_WHAT THE EXERCISE ASKS_
Which lines in the records below contain the word "soccer"? Copy each one.

*** Opening of INFORMATION PROVIDED ***

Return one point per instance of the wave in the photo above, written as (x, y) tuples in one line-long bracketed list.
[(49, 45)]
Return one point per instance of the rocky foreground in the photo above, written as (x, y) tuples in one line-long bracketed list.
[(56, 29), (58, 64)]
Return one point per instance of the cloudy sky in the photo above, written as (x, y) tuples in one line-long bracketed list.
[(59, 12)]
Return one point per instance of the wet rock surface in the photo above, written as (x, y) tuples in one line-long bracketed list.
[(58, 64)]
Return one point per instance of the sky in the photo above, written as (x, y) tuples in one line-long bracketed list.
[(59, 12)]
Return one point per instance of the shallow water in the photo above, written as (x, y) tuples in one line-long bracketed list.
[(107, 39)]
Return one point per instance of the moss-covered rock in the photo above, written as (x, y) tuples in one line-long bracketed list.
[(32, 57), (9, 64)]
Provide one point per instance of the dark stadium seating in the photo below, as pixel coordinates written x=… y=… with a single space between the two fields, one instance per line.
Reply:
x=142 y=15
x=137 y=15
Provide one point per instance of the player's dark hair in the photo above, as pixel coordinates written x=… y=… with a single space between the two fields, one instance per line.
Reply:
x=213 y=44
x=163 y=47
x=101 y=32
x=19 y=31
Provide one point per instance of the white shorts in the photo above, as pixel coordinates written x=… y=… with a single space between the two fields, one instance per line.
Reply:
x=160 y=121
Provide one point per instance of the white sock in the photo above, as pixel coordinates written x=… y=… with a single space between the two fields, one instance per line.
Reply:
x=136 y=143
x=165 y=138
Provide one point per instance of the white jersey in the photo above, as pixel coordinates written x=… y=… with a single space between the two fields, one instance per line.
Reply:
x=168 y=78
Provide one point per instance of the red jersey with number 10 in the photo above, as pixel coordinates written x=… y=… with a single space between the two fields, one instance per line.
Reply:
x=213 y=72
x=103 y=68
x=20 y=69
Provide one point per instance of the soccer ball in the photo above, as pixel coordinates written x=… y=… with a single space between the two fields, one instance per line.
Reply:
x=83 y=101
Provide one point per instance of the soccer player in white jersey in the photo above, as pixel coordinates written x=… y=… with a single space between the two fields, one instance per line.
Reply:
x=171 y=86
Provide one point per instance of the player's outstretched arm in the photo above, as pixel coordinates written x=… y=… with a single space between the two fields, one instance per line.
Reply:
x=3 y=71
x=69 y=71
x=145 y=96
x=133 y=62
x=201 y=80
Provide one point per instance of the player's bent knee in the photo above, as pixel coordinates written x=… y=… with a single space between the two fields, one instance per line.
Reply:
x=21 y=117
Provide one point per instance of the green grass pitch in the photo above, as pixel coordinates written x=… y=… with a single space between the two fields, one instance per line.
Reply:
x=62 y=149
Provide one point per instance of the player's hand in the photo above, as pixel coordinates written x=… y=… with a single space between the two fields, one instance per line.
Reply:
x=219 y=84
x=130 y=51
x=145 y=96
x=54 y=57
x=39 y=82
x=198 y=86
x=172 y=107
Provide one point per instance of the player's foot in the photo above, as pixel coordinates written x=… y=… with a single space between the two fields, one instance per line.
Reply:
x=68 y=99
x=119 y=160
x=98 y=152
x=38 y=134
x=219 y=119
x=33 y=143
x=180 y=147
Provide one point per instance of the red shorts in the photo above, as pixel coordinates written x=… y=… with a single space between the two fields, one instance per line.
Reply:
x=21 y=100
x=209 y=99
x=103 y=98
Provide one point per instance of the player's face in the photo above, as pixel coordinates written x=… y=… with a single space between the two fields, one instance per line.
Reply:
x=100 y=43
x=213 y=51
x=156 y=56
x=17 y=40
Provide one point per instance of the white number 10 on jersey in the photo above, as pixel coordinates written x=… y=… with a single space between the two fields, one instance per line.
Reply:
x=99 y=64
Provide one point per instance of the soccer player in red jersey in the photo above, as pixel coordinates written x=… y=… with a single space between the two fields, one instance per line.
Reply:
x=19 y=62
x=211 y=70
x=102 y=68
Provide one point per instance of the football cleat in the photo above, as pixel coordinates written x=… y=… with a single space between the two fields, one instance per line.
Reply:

*** Close of INFORMATION PROVIDED ***

_YOUR RESPONSE_
Provide one point per instance of the soccer ball in the photo above, as pixel coordinates written x=… y=… with a single space between the two fields, one instance per line.
Provide one point per instance of the soccer player in white jersey in the photo above, as pixel coordinates written x=… y=… with a single space between the two fields, one instance per line.
Provide one point per instance of the soccer player in red jersey in the photo above, as pixel coordinates written x=… y=… with a single space between the two fields, one instance per line.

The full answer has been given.